▶ [WRITTEN TASK]: Copy out everything from the line containing "Can you find the headlight" down to the last of the lines below, requests included, and shift every point coordinate in the answers by adding 41 to it.
_ _ _ _ _ _ _
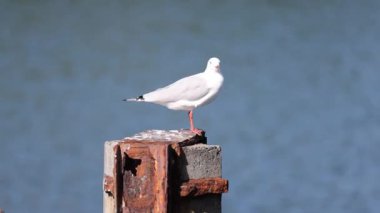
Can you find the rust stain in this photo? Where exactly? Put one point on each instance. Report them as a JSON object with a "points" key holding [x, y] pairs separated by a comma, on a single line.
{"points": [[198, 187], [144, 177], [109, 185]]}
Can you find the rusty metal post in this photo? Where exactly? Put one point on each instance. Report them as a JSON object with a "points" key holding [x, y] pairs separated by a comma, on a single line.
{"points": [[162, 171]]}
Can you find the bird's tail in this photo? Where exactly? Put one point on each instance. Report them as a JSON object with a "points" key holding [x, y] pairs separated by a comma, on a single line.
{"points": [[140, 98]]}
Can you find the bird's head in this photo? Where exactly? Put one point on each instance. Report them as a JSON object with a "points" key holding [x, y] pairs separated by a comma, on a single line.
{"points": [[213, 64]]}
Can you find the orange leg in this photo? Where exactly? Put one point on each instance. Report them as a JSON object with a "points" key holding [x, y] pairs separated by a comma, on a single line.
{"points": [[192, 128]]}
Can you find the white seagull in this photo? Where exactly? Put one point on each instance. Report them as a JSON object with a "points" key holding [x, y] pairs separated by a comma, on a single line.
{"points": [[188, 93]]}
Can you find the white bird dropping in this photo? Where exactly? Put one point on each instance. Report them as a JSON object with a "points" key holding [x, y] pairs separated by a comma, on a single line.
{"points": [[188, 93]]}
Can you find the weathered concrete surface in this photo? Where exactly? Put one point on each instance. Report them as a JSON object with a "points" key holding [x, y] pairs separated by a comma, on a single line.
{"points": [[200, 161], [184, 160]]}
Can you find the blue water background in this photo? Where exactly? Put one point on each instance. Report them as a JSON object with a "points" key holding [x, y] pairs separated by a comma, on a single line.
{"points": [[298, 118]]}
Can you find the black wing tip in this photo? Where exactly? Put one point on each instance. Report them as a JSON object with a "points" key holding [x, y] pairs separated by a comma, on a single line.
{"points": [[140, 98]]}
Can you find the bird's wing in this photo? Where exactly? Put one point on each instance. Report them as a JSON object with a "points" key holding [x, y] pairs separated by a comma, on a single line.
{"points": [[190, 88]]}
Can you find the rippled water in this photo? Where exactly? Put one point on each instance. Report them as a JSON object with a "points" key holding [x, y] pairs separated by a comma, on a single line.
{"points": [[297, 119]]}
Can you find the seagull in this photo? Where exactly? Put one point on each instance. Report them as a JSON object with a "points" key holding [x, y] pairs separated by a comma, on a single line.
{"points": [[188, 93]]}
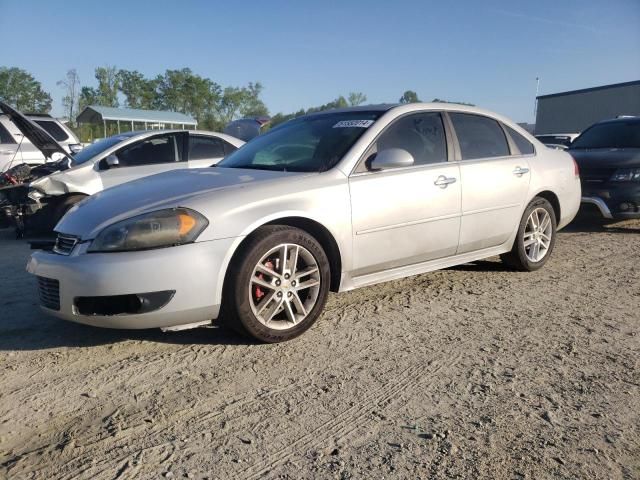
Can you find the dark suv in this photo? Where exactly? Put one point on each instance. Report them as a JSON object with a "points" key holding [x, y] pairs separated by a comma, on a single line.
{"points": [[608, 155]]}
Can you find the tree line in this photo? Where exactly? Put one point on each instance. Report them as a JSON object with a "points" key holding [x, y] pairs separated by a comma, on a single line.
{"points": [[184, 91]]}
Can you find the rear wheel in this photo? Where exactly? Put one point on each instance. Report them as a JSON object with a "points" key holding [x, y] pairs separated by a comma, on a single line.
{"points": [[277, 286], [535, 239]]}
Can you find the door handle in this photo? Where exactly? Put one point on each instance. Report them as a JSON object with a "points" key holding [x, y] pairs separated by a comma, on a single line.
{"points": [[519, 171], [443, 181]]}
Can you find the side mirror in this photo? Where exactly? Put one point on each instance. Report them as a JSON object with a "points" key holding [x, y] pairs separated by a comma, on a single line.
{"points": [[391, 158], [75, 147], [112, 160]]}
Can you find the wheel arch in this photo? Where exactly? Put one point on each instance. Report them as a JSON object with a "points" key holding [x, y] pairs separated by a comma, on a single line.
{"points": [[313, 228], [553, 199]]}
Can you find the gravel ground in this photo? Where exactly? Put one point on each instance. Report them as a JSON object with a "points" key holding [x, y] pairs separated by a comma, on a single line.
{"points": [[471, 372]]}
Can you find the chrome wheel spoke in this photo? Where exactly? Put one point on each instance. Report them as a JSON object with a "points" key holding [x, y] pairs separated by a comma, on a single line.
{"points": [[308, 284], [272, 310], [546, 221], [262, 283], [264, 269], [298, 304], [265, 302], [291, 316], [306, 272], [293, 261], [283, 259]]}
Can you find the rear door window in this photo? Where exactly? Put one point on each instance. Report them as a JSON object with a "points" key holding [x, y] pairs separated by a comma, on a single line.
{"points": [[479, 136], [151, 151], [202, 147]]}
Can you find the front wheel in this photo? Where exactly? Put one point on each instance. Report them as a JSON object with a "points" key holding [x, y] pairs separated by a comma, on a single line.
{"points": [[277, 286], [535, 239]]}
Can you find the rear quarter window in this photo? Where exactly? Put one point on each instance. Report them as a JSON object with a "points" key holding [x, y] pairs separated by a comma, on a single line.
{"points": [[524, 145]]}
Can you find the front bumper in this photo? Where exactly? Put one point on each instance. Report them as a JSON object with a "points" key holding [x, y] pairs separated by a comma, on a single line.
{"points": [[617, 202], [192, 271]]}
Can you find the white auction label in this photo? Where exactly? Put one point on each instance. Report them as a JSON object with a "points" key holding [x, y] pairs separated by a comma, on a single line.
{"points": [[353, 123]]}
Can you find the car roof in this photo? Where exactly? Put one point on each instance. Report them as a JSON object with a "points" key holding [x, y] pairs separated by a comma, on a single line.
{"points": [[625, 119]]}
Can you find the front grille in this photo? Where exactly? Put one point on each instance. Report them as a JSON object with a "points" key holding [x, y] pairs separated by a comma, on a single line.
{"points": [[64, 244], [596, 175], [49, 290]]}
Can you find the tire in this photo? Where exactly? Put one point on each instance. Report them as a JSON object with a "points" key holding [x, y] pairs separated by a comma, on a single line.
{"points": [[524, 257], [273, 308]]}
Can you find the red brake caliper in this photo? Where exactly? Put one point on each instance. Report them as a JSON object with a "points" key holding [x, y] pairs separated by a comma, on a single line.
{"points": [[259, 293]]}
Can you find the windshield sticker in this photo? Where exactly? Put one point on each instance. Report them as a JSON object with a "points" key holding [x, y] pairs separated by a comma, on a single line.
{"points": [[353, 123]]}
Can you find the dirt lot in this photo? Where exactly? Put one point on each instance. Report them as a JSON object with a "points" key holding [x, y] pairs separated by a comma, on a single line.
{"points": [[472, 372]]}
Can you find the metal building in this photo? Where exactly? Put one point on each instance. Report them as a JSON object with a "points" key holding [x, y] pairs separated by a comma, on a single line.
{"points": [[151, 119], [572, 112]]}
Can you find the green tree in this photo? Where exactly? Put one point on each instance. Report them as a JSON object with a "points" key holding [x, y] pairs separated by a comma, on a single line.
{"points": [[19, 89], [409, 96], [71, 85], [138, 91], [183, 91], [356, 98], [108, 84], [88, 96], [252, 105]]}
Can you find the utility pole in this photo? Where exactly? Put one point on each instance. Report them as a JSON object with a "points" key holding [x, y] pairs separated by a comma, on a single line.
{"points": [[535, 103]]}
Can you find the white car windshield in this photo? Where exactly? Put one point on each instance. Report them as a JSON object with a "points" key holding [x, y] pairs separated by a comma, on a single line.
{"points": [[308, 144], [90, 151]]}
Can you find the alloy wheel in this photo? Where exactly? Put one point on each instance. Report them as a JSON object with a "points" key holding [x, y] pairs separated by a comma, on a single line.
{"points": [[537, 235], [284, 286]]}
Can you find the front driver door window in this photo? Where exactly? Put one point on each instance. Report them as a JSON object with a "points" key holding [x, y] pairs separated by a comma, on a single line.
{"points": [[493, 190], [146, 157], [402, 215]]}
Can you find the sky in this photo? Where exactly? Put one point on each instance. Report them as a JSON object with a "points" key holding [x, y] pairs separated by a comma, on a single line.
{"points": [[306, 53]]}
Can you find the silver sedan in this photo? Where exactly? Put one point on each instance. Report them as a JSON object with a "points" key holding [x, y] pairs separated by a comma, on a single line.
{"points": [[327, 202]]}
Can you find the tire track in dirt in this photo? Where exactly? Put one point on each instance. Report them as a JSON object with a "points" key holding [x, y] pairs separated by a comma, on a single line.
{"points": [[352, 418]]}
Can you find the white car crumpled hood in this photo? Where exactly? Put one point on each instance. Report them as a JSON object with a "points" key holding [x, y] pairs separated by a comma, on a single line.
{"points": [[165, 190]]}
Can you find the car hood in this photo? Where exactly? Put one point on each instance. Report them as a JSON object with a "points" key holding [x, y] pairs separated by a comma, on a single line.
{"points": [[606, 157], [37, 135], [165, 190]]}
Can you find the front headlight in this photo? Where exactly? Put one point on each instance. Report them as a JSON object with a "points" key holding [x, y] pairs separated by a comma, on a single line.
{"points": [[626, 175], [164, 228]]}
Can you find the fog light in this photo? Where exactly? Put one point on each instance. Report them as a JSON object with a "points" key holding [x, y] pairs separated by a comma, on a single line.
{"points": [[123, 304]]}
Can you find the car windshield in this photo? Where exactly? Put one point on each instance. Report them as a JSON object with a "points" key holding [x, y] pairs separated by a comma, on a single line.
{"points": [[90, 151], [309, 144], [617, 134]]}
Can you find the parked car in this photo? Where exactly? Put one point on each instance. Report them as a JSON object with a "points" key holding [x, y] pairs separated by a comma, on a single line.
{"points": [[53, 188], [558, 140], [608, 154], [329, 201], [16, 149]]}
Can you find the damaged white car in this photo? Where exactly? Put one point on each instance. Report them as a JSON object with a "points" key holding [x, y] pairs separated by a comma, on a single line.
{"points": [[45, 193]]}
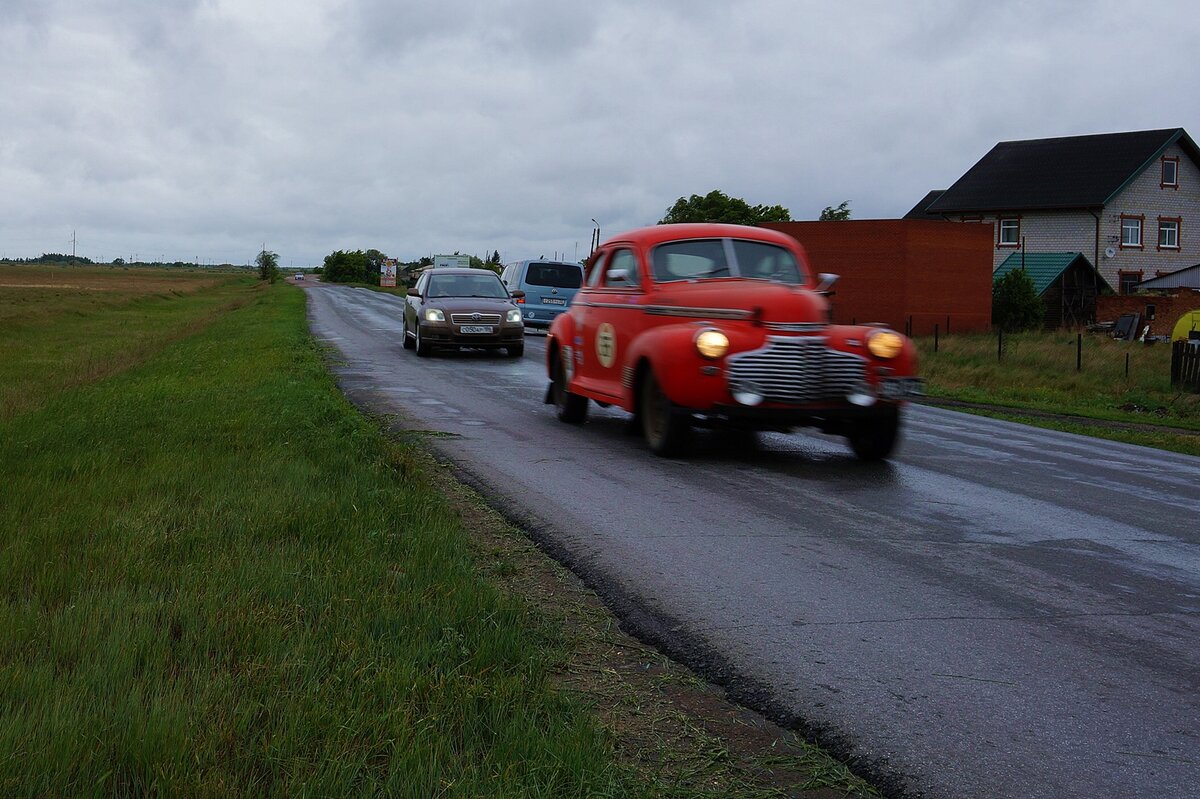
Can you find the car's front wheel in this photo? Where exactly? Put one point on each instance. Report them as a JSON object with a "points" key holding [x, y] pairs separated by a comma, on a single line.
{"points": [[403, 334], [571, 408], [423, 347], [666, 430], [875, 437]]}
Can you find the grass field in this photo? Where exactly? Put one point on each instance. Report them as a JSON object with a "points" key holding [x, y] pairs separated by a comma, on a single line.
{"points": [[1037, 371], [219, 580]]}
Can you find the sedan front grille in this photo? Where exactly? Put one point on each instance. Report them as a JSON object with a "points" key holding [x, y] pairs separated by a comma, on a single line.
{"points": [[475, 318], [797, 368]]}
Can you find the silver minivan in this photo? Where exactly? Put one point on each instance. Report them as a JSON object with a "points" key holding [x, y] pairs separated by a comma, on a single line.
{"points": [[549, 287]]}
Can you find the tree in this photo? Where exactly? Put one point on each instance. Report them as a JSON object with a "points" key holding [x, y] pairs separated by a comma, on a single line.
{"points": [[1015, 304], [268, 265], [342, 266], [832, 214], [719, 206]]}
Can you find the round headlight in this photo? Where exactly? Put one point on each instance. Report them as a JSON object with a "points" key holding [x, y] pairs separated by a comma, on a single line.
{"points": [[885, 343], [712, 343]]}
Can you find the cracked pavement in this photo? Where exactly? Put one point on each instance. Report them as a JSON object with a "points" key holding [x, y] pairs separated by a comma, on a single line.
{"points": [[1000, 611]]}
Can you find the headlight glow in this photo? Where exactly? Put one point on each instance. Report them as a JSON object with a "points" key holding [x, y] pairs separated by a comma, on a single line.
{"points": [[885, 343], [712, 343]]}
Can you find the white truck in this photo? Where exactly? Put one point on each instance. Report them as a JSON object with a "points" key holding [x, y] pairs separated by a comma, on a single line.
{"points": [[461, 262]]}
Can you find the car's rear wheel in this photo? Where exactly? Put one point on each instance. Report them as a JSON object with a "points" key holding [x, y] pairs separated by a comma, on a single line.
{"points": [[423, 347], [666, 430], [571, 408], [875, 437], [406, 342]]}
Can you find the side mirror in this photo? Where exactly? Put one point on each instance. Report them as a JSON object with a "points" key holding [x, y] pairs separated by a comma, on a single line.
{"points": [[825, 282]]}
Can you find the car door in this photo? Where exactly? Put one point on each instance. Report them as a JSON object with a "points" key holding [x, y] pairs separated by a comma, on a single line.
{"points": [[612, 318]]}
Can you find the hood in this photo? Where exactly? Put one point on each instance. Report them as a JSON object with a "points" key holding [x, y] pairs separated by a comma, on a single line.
_ _ _ _ _ _ _
▶ [RESULT FOR THIS EXERCISE]:
Can you find the headlight glow in this photo? Where exactly? Put one point on each instance. Report them as a JSON object with a "points" key holding [x, y] pairs separated by a comma, on a single line.
{"points": [[926, 384], [753, 384]]}
Can you find the white truck in this photo? Where exactly? Put one point on each instance. Report them as a JSON object with a "points" key holding [x, y] pairs separated by a comma, on a single line.
{"points": [[502, 303]]}
Can you find the car's rear wheel in this photo? Where exactly? Put one point on each instance. Report them as a JSON object with a "points" key holding [x, y] pairs separated by a comma, on a single line.
{"points": [[464, 388], [707, 471], [612, 449], [916, 478], [447, 383]]}
Can you find the side mirror in this photo? Where exactly? Put one point on each instance. Report them as a JSON object with a "points" key holding [x, y] pairs separated by a comma, on a single line.
{"points": [[866, 323]]}
Can you find the car door in this photo? Where exactly? Put one point on each instance. Report them as a JSON object with a "points" key holding [x, y] pairs separated by a comma, on a single line.
{"points": [[653, 359]]}
Can you find the hood in this photo? Where exactly? Put one point on each instance. Report them as a JSON object with a "points" key holding [x, y] pairs separated by a comma, on a single line.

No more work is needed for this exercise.